### RECORDS SUPPLIED
▬▬▬▬▬▬
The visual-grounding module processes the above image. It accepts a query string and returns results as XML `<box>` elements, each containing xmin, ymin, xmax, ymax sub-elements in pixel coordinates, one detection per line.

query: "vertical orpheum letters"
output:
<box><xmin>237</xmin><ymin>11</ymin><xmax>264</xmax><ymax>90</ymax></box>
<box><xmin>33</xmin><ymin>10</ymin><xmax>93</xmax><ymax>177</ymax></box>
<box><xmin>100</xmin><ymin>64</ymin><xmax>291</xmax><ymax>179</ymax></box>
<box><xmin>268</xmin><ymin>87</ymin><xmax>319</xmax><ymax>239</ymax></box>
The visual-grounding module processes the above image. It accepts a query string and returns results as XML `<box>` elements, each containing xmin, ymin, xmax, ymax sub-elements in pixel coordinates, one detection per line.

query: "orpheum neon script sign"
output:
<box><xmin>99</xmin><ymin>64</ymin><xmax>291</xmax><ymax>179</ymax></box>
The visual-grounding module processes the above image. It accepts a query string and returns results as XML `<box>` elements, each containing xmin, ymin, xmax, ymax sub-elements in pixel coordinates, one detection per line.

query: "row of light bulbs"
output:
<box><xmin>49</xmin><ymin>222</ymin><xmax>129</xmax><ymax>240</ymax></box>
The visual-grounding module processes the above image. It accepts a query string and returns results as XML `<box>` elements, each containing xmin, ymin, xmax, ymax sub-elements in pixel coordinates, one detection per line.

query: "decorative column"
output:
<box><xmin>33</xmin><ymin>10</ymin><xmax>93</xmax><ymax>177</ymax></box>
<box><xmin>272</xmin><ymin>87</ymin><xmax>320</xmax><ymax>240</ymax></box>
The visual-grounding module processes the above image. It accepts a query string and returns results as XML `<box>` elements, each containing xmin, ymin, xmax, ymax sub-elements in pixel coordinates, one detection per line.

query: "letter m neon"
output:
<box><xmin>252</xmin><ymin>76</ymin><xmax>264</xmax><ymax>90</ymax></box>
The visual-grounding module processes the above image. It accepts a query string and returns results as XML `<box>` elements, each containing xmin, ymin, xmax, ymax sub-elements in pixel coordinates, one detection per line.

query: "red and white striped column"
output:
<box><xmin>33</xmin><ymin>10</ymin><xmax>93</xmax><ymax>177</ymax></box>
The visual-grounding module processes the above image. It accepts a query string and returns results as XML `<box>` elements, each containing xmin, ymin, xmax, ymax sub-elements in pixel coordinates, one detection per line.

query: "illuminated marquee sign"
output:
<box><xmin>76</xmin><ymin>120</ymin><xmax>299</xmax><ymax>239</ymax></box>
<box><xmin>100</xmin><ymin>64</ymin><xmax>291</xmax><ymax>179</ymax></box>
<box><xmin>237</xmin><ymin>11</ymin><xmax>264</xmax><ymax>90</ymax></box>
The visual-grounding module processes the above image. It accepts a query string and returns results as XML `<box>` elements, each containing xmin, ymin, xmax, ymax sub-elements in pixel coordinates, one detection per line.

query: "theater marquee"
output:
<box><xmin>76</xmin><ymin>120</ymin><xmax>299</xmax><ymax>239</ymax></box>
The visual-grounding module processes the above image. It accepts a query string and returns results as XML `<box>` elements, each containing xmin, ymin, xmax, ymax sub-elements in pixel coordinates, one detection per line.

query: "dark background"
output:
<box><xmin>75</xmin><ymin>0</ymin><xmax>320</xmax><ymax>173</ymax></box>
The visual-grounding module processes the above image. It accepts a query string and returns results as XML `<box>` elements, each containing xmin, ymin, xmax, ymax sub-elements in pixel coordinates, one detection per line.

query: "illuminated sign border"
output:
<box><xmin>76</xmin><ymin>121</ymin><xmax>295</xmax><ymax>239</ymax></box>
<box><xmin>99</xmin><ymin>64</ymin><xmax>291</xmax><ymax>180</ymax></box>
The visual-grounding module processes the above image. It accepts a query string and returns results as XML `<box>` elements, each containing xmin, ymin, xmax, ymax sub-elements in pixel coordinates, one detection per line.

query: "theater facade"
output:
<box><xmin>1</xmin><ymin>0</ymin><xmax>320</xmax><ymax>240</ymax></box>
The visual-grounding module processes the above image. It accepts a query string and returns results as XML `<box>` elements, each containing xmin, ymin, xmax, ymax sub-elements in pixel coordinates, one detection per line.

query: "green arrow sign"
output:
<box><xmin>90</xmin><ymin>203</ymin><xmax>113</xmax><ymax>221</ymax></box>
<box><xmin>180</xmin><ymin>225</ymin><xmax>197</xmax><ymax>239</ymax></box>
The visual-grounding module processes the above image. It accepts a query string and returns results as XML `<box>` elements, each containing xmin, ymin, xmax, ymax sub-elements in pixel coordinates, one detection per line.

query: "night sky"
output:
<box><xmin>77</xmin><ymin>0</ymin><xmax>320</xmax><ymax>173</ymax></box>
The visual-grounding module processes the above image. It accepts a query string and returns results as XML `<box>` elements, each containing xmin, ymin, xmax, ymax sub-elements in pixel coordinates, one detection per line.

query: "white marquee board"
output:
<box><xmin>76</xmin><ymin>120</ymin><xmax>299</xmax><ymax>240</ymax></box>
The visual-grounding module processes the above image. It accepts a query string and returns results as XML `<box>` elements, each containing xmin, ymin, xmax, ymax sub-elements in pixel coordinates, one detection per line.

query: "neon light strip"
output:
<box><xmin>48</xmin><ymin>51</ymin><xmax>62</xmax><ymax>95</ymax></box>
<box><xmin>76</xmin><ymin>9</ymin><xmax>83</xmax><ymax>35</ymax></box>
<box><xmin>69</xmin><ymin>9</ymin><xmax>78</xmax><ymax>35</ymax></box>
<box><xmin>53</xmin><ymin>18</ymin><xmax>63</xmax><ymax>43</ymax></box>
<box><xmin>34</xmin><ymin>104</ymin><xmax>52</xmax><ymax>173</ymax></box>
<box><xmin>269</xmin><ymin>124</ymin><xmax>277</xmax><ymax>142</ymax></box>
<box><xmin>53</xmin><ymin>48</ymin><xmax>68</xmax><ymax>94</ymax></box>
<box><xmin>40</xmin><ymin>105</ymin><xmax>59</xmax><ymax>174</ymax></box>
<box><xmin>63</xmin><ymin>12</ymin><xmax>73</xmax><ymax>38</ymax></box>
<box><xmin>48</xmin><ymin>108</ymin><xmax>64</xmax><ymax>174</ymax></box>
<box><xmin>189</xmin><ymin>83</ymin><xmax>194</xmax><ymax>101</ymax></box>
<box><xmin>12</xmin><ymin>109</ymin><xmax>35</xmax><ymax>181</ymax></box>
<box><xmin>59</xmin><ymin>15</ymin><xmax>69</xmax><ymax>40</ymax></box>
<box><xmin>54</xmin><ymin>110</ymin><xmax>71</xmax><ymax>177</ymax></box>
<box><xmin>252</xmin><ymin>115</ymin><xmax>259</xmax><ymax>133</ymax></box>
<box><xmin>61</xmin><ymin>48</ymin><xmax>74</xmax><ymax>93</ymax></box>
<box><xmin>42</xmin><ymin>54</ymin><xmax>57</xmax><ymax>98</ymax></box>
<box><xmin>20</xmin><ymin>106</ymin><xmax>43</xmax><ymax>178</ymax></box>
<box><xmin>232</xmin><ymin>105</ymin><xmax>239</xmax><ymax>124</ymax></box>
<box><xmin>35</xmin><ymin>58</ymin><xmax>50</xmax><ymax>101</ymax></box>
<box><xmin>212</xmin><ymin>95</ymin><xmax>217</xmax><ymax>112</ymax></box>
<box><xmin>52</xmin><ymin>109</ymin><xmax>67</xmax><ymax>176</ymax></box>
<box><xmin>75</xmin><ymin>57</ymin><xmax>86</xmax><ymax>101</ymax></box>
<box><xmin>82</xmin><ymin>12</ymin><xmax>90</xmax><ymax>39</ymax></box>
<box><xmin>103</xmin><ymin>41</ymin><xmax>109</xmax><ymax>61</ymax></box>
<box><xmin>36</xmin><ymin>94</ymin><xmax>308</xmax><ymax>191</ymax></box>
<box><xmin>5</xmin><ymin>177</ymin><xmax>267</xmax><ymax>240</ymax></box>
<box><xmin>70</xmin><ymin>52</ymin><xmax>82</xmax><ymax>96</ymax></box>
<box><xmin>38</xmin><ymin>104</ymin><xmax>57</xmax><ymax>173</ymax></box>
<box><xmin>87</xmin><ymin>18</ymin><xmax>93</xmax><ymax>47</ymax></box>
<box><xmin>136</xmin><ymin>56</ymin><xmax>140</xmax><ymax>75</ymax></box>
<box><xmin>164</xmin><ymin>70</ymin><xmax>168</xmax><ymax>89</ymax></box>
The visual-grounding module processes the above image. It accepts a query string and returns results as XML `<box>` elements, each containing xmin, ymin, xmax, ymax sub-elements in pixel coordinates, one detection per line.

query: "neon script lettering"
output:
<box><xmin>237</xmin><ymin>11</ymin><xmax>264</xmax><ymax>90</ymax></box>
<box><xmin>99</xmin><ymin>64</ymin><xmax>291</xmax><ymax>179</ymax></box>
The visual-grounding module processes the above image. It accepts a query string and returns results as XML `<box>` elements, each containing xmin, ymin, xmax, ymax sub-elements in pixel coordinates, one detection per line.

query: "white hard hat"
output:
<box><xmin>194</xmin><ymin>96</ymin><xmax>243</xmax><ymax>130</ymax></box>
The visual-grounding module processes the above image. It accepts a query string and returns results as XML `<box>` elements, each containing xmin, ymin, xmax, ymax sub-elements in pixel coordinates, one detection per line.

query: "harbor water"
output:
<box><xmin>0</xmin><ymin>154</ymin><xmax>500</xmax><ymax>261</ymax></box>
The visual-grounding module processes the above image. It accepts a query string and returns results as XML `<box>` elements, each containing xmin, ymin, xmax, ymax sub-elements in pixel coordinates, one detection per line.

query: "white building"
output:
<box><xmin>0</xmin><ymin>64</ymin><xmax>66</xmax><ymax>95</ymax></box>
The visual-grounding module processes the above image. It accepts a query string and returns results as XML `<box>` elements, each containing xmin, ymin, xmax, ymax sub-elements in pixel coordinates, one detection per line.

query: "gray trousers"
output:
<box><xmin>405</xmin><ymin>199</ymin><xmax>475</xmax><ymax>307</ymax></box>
▬▬▬▬▬▬
### PROBLEM TO WORK ON
Count the lines in the items above that contain the string "light", with uppercase and lowercase treated as different. Give only the number.

### RESPONSE TO THE TASK
2